**WHAT IS BEING ASKED:** Pull out every line below that contains the word "cream", treating uppercase and lowercase as different.

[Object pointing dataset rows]
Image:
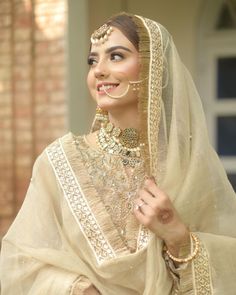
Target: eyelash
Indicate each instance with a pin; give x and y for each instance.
(113, 55)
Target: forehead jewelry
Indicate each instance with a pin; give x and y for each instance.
(101, 35)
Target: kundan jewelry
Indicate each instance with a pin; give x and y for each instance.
(101, 35)
(124, 143)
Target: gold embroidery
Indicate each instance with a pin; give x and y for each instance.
(202, 273)
(78, 204)
(116, 190)
(155, 92)
(80, 207)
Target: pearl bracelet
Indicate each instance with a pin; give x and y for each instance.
(191, 256)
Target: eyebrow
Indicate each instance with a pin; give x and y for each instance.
(109, 50)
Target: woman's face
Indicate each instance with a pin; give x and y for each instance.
(113, 64)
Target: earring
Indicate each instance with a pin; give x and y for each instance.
(101, 115)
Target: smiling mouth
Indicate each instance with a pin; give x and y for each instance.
(106, 87)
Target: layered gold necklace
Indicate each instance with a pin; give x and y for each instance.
(124, 143)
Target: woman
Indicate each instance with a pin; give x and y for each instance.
(141, 205)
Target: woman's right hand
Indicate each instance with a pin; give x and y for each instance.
(91, 291)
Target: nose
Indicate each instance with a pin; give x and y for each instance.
(101, 70)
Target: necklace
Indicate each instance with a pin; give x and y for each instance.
(124, 143)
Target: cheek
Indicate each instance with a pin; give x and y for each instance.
(90, 82)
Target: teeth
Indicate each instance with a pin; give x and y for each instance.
(106, 87)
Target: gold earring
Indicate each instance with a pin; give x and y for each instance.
(101, 115)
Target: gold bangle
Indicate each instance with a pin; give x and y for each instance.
(191, 256)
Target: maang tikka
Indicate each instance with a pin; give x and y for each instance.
(101, 35)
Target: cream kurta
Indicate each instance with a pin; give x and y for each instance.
(65, 228)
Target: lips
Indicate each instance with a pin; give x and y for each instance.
(107, 86)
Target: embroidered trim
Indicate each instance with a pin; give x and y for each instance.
(143, 237)
(155, 91)
(202, 273)
(78, 204)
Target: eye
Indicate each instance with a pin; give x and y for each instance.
(116, 56)
(91, 61)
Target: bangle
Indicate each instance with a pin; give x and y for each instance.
(191, 256)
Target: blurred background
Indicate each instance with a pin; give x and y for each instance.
(43, 65)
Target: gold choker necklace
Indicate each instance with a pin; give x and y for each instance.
(123, 143)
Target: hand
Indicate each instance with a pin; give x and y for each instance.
(91, 291)
(155, 210)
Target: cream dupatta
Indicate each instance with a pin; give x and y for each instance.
(57, 236)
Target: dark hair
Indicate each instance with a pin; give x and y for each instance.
(127, 26)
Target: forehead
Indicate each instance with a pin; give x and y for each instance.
(116, 38)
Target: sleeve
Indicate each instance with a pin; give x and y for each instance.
(36, 256)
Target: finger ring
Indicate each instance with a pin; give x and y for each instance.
(138, 206)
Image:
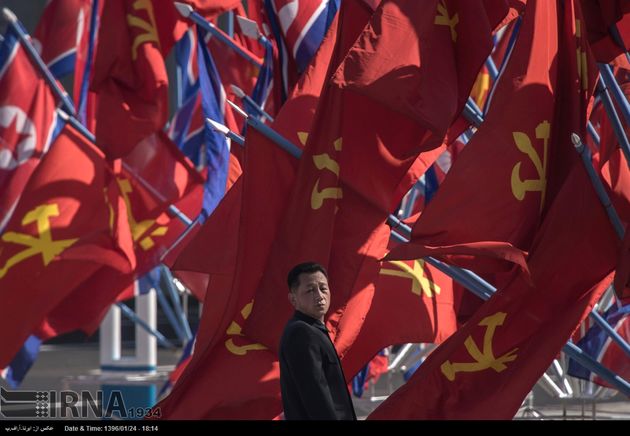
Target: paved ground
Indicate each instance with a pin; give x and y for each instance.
(74, 367)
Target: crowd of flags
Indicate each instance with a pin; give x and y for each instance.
(394, 142)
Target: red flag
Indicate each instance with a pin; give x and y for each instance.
(232, 280)
(338, 206)
(413, 302)
(599, 17)
(62, 25)
(211, 8)
(485, 370)
(167, 175)
(27, 122)
(488, 366)
(413, 68)
(63, 230)
(513, 181)
(129, 73)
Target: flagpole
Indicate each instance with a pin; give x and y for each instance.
(623, 344)
(187, 11)
(585, 154)
(608, 82)
(13, 21)
(246, 98)
(170, 288)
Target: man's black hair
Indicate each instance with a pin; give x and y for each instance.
(293, 279)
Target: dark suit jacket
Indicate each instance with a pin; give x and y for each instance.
(311, 378)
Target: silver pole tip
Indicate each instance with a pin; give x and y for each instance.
(575, 139)
(184, 9)
(240, 111)
(218, 127)
(9, 15)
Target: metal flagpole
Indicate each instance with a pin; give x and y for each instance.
(187, 11)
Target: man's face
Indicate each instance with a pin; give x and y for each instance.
(312, 296)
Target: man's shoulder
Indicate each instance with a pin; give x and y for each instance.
(297, 329)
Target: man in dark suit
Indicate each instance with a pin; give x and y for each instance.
(311, 378)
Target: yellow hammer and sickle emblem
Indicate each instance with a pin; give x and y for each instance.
(443, 19)
(148, 27)
(483, 360)
(139, 229)
(481, 87)
(324, 161)
(419, 283)
(582, 64)
(524, 144)
(43, 245)
(235, 330)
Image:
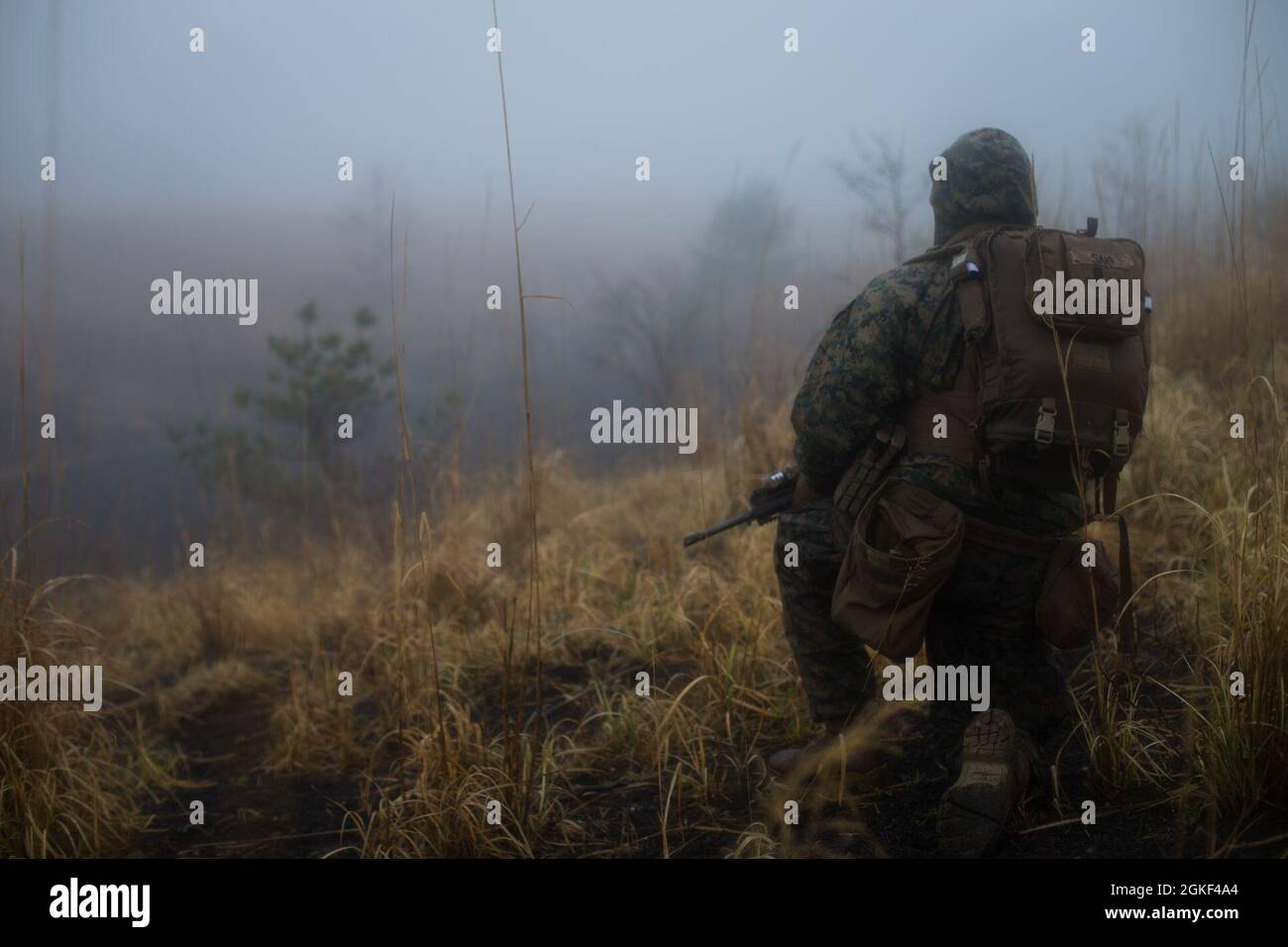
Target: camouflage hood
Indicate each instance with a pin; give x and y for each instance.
(990, 178)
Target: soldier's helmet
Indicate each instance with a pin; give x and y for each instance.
(990, 178)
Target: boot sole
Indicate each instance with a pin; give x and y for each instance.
(975, 810)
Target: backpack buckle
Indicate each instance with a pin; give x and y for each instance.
(1043, 432)
(1122, 434)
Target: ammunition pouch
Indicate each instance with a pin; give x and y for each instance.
(901, 552)
(861, 480)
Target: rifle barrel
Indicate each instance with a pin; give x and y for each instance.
(719, 527)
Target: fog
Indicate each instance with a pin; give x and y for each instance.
(223, 163)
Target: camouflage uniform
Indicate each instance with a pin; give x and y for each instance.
(902, 334)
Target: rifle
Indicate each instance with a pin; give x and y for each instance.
(767, 501)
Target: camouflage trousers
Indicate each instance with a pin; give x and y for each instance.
(984, 615)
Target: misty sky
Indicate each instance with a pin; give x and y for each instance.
(703, 89)
(223, 163)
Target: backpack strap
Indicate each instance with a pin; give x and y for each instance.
(1126, 609)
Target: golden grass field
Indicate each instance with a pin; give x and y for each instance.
(223, 682)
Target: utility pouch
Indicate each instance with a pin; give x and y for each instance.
(905, 545)
(1077, 598)
(861, 480)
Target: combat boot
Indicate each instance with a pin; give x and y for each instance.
(996, 763)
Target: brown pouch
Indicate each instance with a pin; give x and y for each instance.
(903, 548)
(1076, 598)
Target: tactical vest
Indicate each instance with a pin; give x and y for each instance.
(1043, 398)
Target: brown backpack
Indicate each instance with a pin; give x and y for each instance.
(1043, 398)
(1047, 397)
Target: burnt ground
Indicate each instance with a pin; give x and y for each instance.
(252, 812)
(249, 812)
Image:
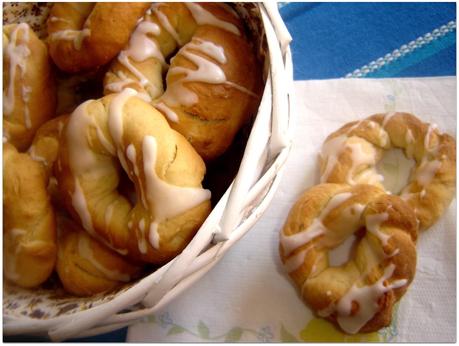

**RESULT OF THE EXERCISE:**
Target: cream kurta
Target: cream dupatta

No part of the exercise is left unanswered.